##### MATERIAL FOR THE TASK

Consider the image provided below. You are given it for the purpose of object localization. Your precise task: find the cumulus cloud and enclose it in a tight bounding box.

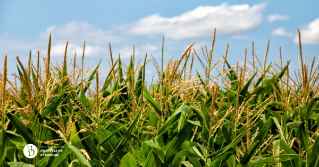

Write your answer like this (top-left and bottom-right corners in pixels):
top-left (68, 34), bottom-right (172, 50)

top-left (272, 27), bottom-right (293, 37)
top-left (142, 44), bottom-right (158, 52)
top-left (0, 21), bottom-right (123, 58)
top-left (113, 44), bottom-right (158, 59)
top-left (267, 14), bottom-right (290, 23)
top-left (49, 43), bottom-right (107, 57)
top-left (294, 18), bottom-right (319, 44)
top-left (40, 21), bottom-right (122, 44)
top-left (118, 3), bottom-right (266, 39)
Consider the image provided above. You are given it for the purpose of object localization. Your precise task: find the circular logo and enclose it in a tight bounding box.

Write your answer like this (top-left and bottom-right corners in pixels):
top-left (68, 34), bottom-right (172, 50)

top-left (23, 144), bottom-right (38, 158)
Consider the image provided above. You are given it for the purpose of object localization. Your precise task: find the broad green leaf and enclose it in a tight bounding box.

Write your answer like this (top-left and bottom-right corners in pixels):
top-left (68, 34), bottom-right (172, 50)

top-left (70, 122), bottom-right (81, 148)
top-left (6, 130), bottom-right (27, 150)
top-left (143, 85), bottom-right (162, 115)
top-left (307, 97), bottom-right (319, 119)
top-left (279, 139), bottom-right (301, 167)
top-left (0, 129), bottom-right (8, 163)
top-left (171, 149), bottom-right (200, 167)
top-left (144, 139), bottom-right (159, 148)
top-left (181, 161), bottom-right (194, 167)
top-left (177, 104), bottom-right (192, 132)
top-left (286, 122), bottom-right (302, 128)
top-left (181, 141), bottom-right (202, 167)
top-left (310, 113), bottom-right (319, 123)
top-left (65, 142), bottom-right (91, 167)
top-left (80, 131), bottom-right (99, 160)
top-left (161, 122), bottom-right (196, 165)
top-left (221, 122), bottom-right (232, 144)
top-left (158, 104), bottom-right (190, 137)
top-left (309, 135), bottom-right (319, 166)
top-left (144, 151), bottom-right (162, 167)
top-left (130, 145), bottom-right (147, 166)
top-left (6, 113), bottom-right (34, 145)
top-left (121, 152), bottom-right (138, 167)
top-left (50, 145), bottom-right (73, 167)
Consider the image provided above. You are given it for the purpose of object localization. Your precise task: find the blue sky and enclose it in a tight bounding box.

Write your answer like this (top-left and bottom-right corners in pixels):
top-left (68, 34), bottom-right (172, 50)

top-left (0, 0), bottom-right (318, 85)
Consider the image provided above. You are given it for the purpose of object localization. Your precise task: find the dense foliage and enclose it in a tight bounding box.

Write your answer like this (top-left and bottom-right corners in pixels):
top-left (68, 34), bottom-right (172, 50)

top-left (1, 30), bottom-right (319, 167)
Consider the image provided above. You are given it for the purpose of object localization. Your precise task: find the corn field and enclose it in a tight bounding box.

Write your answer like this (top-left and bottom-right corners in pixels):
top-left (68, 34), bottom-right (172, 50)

top-left (1, 29), bottom-right (319, 167)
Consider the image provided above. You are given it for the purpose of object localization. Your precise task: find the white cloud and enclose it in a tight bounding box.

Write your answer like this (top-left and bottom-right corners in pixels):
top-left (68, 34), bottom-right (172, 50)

top-left (272, 27), bottom-right (293, 37)
top-left (232, 35), bottom-right (249, 39)
top-left (40, 21), bottom-right (122, 44)
top-left (294, 18), bottom-right (319, 44)
top-left (49, 43), bottom-right (107, 57)
top-left (119, 3), bottom-right (266, 39)
top-left (1, 21), bottom-right (122, 58)
top-left (142, 44), bottom-right (158, 52)
top-left (115, 46), bottom-right (138, 59)
top-left (114, 44), bottom-right (158, 59)
top-left (267, 14), bottom-right (290, 23)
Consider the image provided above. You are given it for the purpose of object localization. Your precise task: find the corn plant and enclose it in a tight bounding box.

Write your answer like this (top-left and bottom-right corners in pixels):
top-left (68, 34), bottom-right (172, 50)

top-left (0, 29), bottom-right (319, 167)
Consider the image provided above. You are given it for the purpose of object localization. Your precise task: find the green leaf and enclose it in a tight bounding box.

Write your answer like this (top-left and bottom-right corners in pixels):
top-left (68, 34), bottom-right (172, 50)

top-left (208, 126), bottom-right (250, 158)
top-left (104, 103), bottom-right (146, 166)
top-left (118, 55), bottom-right (124, 84)
top-left (178, 104), bottom-right (192, 132)
top-left (307, 97), bottom-right (319, 119)
top-left (211, 148), bottom-right (235, 167)
top-left (180, 141), bottom-right (202, 167)
top-left (134, 65), bottom-right (144, 102)
top-left (6, 113), bottom-right (34, 145)
top-left (221, 122), bottom-right (232, 144)
top-left (65, 142), bottom-right (91, 167)
top-left (100, 124), bottom-right (126, 147)
top-left (43, 90), bottom-right (66, 116)
top-left (144, 139), bottom-right (159, 148)
top-left (50, 145), bottom-right (73, 167)
top-left (286, 122), bottom-right (302, 128)
top-left (272, 117), bottom-right (287, 143)
top-left (309, 135), bottom-right (319, 166)
top-left (247, 155), bottom-right (295, 166)
top-left (0, 128), bottom-right (8, 163)
top-left (310, 113), bottom-right (319, 124)
top-left (161, 122), bottom-right (196, 165)
top-left (121, 152), bottom-right (138, 167)
top-left (143, 85), bottom-right (162, 116)
top-left (181, 161), bottom-right (194, 167)
top-left (70, 122), bottom-right (81, 148)
top-left (7, 162), bottom-right (34, 167)
top-left (130, 146), bottom-right (147, 166)
top-left (144, 151), bottom-right (162, 167)
top-left (158, 104), bottom-right (190, 137)
top-left (171, 149), bottom-right (200, 167)
top-left (83, 59), bottom-right (102, 93)
top-left (6, 130), bottom-right (27, 150)
top-left (278, 139), bottom-right (301, 167)
top-left (240, 117), bottom-right (273, 165)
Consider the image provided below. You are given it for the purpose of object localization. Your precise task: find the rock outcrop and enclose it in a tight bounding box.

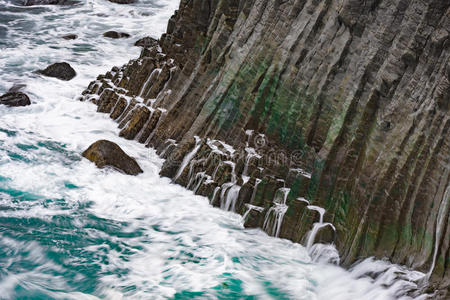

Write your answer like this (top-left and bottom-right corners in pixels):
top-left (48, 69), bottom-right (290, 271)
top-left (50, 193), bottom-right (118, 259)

##########

(ACTION ITEM): Your answer is all of the records restated word for word, pictures excluded.

(WRITTEN SOLUTION):
Consider the image provided below. You are given it for the purpose of object localization. Your precise task: find the cumulus cloud and enclose it in a tight bounding box.


Write your answer like this (top-left and bottom-right corners in pixels):
top-left (68, 34), bottom-right (172, 50)

top-left (272, 27), bottom-right (293, 37)
top-left (142, 44), bottom-right (158, 52)
top-left (0, 21), bottom-right (123, 58)
top-left (113, 44), bottom-right (158, 59)
top-left (267, 14), bottom-right (290, 23)
top-left (49, 43), bottom-right (107, 57)
top-left (294, 18), bottom-right (319, 44)
top-left (40, 21), bottom-right (122, 44)
top-left (118, 3), bottom-right (266, 39)
Consider the image provided above. You are given it for the purpose of object localization. Your precise task: find the circular logo and enclose it in a tight bounding box.

Write your answer like this (top-left and bottom-right corners in pixels):
top-left (68, 34), bottom-right (172, 50)

top-left (23, 144), bottom-right (38, 158)
Consider the image provided above. You are given it for the purpose of object localization. Your precise task: find the broad green leaf and enclose it in a tight bounding box.

Write your answer like this (top-left and bottom-right corners in pixels):
top-left (68, 34), bottom-right (172, 50)

top-left (70, 122), bottom-right (81, 148)
top-left (6, 130), bottom-right (27, 150)
top-left (143, 85), bottom-right (162, 115)
top-left (307, 97), bottom-right (319, 119)
top-left (279, 139), bottom-right (301, 167)
top-left (0, 129), bottom-right (8, 163)
top-left (171, 149), bottom-right (200, 167)
top-left (144, 139), bottom-right (159, 148)
top-left (181, 161), bottom-right (194, 167)
top-left (177, 104), bottom-right (192, 132)
top-left (286, 122), bottom-right (302, 128)
top-left (181, 141), bottom-right (202, 167)
top-left (310, 113), bottom-right (319, 123)
top-left (65, 142), bottom-right (91, 167)
top-left (80, 131), bottom-right (99, 160)
top-left (161, 122), bottom-right (196, 165)
top-left (221, 122), bottom-right (232, 144)
top-left (158, 104), bottom-right (190, 137)
top-left (309, 135), bottom-right (319, 166)
top-left (144, 151), bottom-right (162, 167)
top-left (130, 145), bottom-right (147, 166)
top-left (6, 113), bottom-right (34, 145)
top-left (121, 152), bottom-right (138, 167)
top-left (50, 145), bottom-right (73, 167)
Consider the image provided above. You are given it for the purpose of object localization. Your precise task: find the blue sky and enclose it in a tight bounding box.

Write your answer like this (top-left and bottom-right corners in pixels):
top-left (68, 34), bottom-right (172, 50)

top-left (0, 0), bottom-right (318, 85)
Consider the image provided above. You are given it for the purpose of object localization. Your precise task: find the dense foliage and enclose it in a tight bounding box.

Write your answer like this (top-left and bottom-right corners in pixels):
top-left (68, 34), bottom-right (172, 50)

top-left (1, 30), bottom-right (319, 167)
Consider the image provided above. You are given it for the purpose of object localization. Your precise task: find the corn field and enclose it in a tight bounding box.

Write your answer like this (top-left and bottom-right corners in pixels):
top-left (68, 34), bottom-right (172, 50)

top-left (1, 29), bottom-right (319, 167)
Consider the image provided above. You are given it for the purpose of object localization. Your precise task: find the white cloud and enclose it in a tight bounding box.

Write your answer like this (top-left and bottom-right corners in pixels):
top-left (68, 34), bottom-right (172, 50)

top-left (272, 27), bottom-right (293, 37)
top-left (232, 35), bottom-right (249, 39)
top-left (40, 21), bottom-right (122, 44)
top-left (294, 18), bottom-right (319, 44)
top-left (49, 43), bottom-right (107, 57)
top-left (119, 3), bottom-right (266, 39)
top-left (1, 21), bottom-right (122, 58)
top-left (142, 44), bottom-right (158, 52)
top-left (115, 46), bottom-right (138, 59)
top-left (114, 44), bottom-right (158, 59)
top-left (267, 14), bottom-right (290, 23)
Consider the image provided above. You are given it for the purpose of object localization. Your precise task: find the corn plant and enclose it in a tight bounding box.

Write your answer like this (top-left and bottom-right corners in pixels):
top-left (68, 34), bottom-right (172, 50)

top-left (0, 29), bottom-right (319, 167)
Consider the image provided above. You are given it for the purpose of object localization. Your precise task: find the green leaf and enclose it in a tight bounding box.

Write your answer like this (top-left and bottom-right corners in pixels):
top-left (68, 34), bottom-right (172, 50)

top-left (208, 126), bottom-right (250, 158)
top-left (104, 103), bottom-right (146, 166)
top-left (118, 55), bottom-right (124, 84)
top-left (178, 104), bottom-right (192, 132)
top-left (307, 97), bottom-right (319, 119)
top-left (211, 148), bottom-right (235, 167)
top-left (180, 141), bottom-right (202, 167)
top-left (134, 65), bottom-right (144, 102)
top-left (6, 113), bottom-right (34, 145)
top-left (221, 122), bottom-right (232, 144)
top-left (65, 142), bottom-right (91, 167)
top-left (100, 124), bottom-right (126, 147)
top-left (43, 90), bottom-right (66, 116)
top-left (144, 139), bottom-right (159, 148)
top-left (50, 145), bottom-right (73, 167)
top-left (286, 122), bottom-right (302, 128)
top-left (272, 117), bottom-right (287, 143)
top-left (309, 135), bottom-right (319, 166)
top-left (247, 155), bottom-right (295, 166)
top-left (0, 128), bottom-right (8, 163)
top-left (310, 113), bottom-right (319, 124)
top-left (161, 122), bottom-right (196, 165)
top-left (121, 152), bottom-right (138, 167)
top-left (143, 85), bottom-right (162, 116)
top-left (181, 161), bottom-right (194, 167)
top-left (70, 122), bottom-right (81, 148)
top-left (7, 162), bottom-right (34, 167)
top-left (130, 146), bottom-right (147, 166)
top-left (144, 151), bottom-right (162, 167)
top-left (158, 104), bottom-right (190, 137)
top-left (171, 149), bottom-right (200, 167)
top-left (83, 59), bottom-right (102, 93)
top-left (6, 130), bottom-right (27, 150)
top-left (278, 139), bottom-right (301, 167)
top-left (240, 117), bottom-right (273, 165)
Consider the image provided below. You are given it for the purpose of object localization. Your precise task: find the rock outcrop and enclose it in a tight bounding box.


Write your answer like this (top-left and bottom-right corners in pixels):
top-left (48, 69), bottom-right (290, 271)
top-left (50, 193), bottom-right (118, 259)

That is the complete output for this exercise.